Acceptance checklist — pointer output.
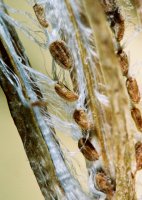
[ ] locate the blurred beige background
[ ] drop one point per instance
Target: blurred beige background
(17, 181)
★ ★ ★ ★ ★ ★ ★
→ What is being asked: Print every entry exactly. Pictures are not part of the copy.

→ Written solution:
Acceptance checklist — pointer output.
[ ] locate the blurred beige background
[ ] drop one point per instance
Target: blurred beige background
(17, 181)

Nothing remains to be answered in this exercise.